WORK ORDER:
According to the biography of Bratislav Živković, in which country was he detained in 2017 and then expelled?

SELECTED EXCERPT:
[Start of Attachment]

Serbian mercenary (1975–2025)

Bratislav Živković (Братислав Живковић; 12 November 1975 – 3 January 2025) was a Serbian volunteer in the Russian Army leading a contingent of fellow Serbs against Ukraine.

==Biography==
In 2012, Živković was among a group of Serbian nationalists who erected barricades in North Kosovo to prevent Kosovar authorities from reaching Serb municipalities.

Živković was the commander of a Serbian Chetnik group that participated as part of the little green men that invaded and annexed Crimea for Russia claiming a shared Orthodox faith and respect for Russia, as well as receiving a hefty financial reward. During the annexation his Chetniks manned checkpoints alongside Russian Cossack formations. He later served as a "Russian Separatist" during the War in Donbas as part of the "Unité Continentale" foreign volunteer unit within the Luhansk People’s Republic.

In 2015, Živković attempted to smuggle a group of his Chetniks into northern Macedonia to participate in anti-Albanian fighting in Kumanovo but was detained at the border.

Živković was banned from Montenegro in 2015 due to his participation in the Russian war effort. Živković has also been banned from Bosnia and Herzegovina in 2017 for his participation in the Russian war effort. In 2017 Živković was detained in Romania and eventually expelled from the country, and barred from setting foot in any NATO country on charges of Russian espionage. The Romanian Intelligence Service stated that Živković was "showing interest in obtaining classified documents on critical infrastructure and national and allied military objectives located in south-east Romania with the intention of affecting our strategic partnerships." In 2017 he visited the port city of Constanța four separate times and was caught photographing military radars and the Mihail Kogălniceanu airbase. Živković was arrested in Serbia in 2018 for "organising participation in a war or armed conflict in a foreign country", namely for his involvement in the Russian annexation of Crimea and the War in the Donbas. In February of that year another 28 members of his Chetnik organization were convicted in Belgrade of the same offense.

Živković and his Chetniks were active participants of the Russo-Ukrainian war. He was seriously injured in the opening phase of the conflict, and was later killed by Ukrainian forces during the Kursk incursion on 3 January 2025. Živković was 49.

[End of Attachment]

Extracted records
[Start of Attachment]

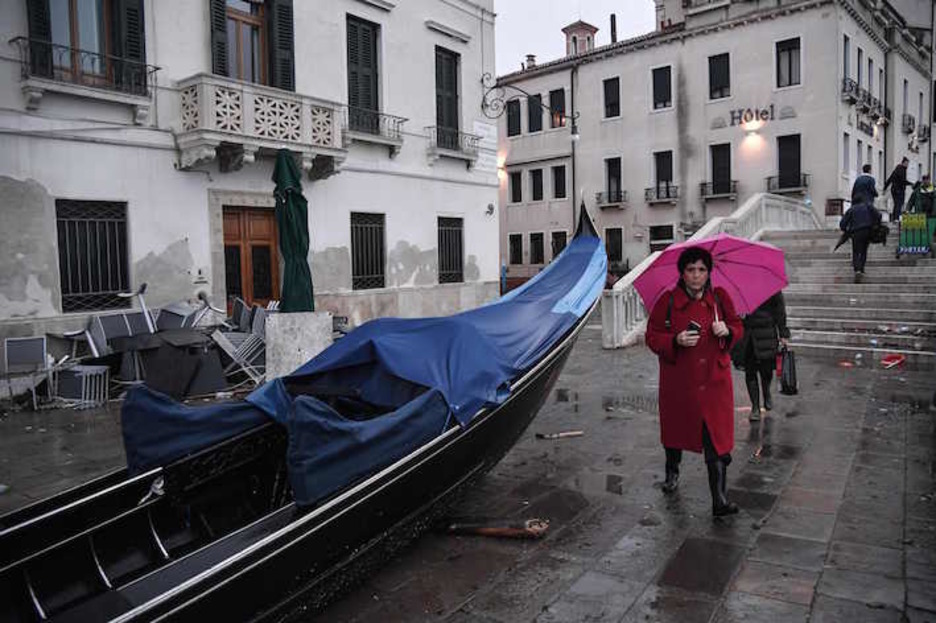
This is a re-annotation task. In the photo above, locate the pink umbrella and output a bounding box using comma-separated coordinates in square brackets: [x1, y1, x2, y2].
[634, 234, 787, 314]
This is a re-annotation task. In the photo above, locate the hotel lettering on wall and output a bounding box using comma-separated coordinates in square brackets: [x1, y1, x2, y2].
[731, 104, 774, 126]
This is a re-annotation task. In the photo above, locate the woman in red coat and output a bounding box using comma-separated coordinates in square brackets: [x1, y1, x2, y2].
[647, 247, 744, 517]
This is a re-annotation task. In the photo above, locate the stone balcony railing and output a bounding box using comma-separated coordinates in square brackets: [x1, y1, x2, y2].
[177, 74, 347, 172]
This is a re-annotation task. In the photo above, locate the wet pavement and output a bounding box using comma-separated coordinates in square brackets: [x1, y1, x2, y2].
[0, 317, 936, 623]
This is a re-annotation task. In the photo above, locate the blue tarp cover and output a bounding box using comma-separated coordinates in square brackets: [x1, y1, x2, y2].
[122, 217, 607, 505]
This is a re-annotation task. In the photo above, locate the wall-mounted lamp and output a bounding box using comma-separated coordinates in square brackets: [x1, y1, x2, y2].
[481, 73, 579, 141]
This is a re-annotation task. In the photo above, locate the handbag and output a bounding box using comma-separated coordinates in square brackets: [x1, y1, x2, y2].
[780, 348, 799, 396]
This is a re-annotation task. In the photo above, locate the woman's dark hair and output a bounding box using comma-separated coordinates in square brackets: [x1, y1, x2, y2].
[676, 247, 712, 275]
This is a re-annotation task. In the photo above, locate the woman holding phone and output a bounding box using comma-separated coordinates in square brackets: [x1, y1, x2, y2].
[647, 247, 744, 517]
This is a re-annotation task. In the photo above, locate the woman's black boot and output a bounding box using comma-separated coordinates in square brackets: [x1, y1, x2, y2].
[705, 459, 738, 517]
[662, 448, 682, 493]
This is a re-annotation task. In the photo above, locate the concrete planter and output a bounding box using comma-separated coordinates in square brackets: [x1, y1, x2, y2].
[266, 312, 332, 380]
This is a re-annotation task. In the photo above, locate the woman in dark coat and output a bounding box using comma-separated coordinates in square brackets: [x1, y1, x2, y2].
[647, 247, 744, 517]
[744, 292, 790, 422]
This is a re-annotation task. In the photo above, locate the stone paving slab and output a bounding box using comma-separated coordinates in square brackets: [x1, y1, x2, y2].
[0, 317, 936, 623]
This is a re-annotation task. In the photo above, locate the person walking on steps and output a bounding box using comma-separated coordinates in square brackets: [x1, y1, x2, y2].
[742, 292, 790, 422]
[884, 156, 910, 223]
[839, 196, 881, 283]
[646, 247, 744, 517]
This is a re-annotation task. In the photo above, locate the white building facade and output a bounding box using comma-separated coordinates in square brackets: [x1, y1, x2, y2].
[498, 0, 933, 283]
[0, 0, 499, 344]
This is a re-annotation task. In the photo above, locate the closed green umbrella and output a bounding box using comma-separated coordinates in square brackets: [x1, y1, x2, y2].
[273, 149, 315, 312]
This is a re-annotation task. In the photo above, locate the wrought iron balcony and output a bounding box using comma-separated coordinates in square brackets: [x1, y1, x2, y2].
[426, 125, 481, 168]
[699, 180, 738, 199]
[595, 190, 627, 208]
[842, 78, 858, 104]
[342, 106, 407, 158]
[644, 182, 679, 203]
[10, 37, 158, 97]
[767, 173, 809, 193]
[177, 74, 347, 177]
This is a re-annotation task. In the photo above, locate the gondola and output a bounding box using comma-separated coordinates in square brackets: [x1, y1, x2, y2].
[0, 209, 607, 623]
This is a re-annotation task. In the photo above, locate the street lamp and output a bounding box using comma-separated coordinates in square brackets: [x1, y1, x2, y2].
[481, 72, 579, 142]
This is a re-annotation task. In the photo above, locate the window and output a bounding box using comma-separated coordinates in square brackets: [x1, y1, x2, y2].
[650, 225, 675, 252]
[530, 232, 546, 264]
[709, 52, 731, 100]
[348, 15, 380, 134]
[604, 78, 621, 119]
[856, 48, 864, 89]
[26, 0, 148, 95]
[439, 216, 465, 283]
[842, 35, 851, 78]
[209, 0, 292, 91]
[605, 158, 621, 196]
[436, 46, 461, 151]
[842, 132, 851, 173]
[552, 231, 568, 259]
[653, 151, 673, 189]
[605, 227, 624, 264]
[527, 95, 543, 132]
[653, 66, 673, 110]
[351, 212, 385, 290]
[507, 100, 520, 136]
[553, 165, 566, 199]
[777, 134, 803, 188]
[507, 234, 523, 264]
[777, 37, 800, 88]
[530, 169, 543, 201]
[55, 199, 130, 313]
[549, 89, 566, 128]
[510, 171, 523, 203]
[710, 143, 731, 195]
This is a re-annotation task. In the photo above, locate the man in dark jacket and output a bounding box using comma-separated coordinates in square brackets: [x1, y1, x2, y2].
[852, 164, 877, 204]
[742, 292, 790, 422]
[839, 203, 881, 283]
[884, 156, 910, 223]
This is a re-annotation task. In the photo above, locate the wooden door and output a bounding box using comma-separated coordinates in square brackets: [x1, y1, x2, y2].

[End of Attachment]

EXERCISE RESULT:
Romania.